JavaScript's getDate returns wrong date

The following script returns 20 instead of 21!

var d = new Date("2010/03/21");
document.write(d.getDate());

What am I doing wrong? Is this a JavaScript bug?


Solution 1:

The Date.parse method is implementation dependent (new Date(string) is equivalent to Date.parse(string)).

While this format will be available on modern browsers, you cannot be 100% sure that the browser will interpret exactly your desired format.

I would recommend you to manipulate your string, and use the Date constructor with the year, month and day arguments:

// parse a date in yyyy-mm-dd format
function parseDate(input) {
  var parts = input.match(/(\d+)/g);
  // new Date(year, month [, date [, hours[, minutes[, seconds[, ms]]]]])
  return new Date(parts[0], parts[1]-1, parts[2]); // months are 0-based
}

Solution 2:

It's a daylight saving time issue, because Date() uses local time.

I live in Brazil and Oct-21-2012 is the start of daylight saving time in most of my country, so local dates at Oct-21-2012 between 0:0 and 1:0 doesn't exist in Brazil!

Some people comment here that it works. It happens because the right or wrong hour return depends on the local user country.

See: http://www.timeanddate.com/news/time/brazil-dst-2012.html

In Brazil, in 2012 Java thinks that DST starts at Oct-14 (actually it start at 1 week later)

var dt = new Date(2012,9,14); 
alert(dt.getHours());

produces 1 and

See: http://www.timeanddate.com/time/dst/2013.html

The solution is use UTC (Coordinated Universal Time) time, because there is no Daylight Saving changes and you use a kind of abstract time. In most practical applications there is no problem.

var dt = new Date( Date.UTC(2012, 9, 21, 8, 5, 12));
alert( (dt.getUTCMonth()+1) + '/' + dt.getUTCDate() + '/' + 
        dt.getUTCFullYear() + " " + dt.getUTCHours()+ ':' + 
        dt.getUTCMinutes() + ':' + dt.getUTCSeconds() );

it's easier if someone doesn't use hours, minutes and seconds, just place a dummy hour value greater or equal than 1, as I have shown above.

Solution 3:

Any chance it's treating the string argument as UTC and the resulting Date object as local time, or vice versa? That could throw it off. Compare d.getDate() to d.getUTCDate().

Brief >>
Can you reproduce the getDate thread word for word, from "See: http://www.timeanddate.com/time/dst/2013.html" to "d.getDate() to d.getUTCDate()."? You won't need the items that come next.

Collected data entries >>
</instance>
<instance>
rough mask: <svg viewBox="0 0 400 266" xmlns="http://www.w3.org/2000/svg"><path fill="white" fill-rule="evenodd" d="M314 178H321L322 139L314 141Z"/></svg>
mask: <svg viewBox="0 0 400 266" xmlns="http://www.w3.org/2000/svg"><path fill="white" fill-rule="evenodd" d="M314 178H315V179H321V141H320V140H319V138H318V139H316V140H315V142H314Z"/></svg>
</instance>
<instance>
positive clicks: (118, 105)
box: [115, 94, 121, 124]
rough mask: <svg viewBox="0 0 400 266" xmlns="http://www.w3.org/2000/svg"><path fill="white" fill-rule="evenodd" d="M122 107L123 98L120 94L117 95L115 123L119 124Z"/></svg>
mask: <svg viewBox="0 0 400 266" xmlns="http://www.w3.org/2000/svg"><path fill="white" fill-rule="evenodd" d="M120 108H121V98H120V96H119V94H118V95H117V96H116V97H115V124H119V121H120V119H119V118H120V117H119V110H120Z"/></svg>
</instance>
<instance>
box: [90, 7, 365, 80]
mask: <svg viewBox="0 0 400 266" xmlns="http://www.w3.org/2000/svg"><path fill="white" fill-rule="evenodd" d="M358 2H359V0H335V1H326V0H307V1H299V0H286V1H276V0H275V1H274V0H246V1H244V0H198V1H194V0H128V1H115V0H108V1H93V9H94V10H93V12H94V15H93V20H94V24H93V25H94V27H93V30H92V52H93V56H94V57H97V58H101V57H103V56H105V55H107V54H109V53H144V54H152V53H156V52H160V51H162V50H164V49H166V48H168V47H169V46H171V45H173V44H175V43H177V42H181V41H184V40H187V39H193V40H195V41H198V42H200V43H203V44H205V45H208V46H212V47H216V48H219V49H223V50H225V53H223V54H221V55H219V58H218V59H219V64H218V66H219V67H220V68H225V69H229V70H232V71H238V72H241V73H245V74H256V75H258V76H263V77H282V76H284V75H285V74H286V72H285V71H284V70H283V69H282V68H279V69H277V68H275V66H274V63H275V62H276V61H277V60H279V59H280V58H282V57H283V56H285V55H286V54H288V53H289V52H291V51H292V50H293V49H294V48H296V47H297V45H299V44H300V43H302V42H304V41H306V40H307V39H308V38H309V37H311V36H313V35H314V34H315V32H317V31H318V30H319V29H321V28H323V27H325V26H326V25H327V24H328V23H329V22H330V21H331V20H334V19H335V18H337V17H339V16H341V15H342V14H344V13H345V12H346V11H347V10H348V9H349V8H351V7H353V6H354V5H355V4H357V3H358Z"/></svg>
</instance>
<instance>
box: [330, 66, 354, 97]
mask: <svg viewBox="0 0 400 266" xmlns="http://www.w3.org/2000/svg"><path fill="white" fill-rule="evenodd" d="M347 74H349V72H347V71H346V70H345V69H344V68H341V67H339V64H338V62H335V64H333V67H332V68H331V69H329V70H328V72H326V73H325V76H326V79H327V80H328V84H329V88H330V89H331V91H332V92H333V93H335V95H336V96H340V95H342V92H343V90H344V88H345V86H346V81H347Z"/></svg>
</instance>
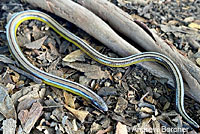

Answer to the exercise >>
See: http://www.timeanddate.com/time/dst/2013.html

The solution is use UTC (Coordinated Universal Time) time, because there is no Daylight Saving changes and you use a kind of abstract time. In most practical applications there is no problem.

var dt = new Date( Date.UTC(2012, 9, 21, 8, 5, 12));
alert( (dt.getUTCMonth()+1) + '/' + dt.getUTCDate() + '/' + 
        dt.getUTCFullYear() + " " + dt.getUTCHours()+ ':' + 
        dt.getUTCMinutes() + ':' + dt.getUTCSeconds() );

it's easier if someone doesn't use hours, minutes and seconds, just place a dummy hour value greater or equal than 1, as I have shown above.

Solution 3:

Any chance it's treating the string argument as UTC and the resulting Date object as local time, or vice versa? That could throw it off. Compare d.getDate() to d.getUTCDate().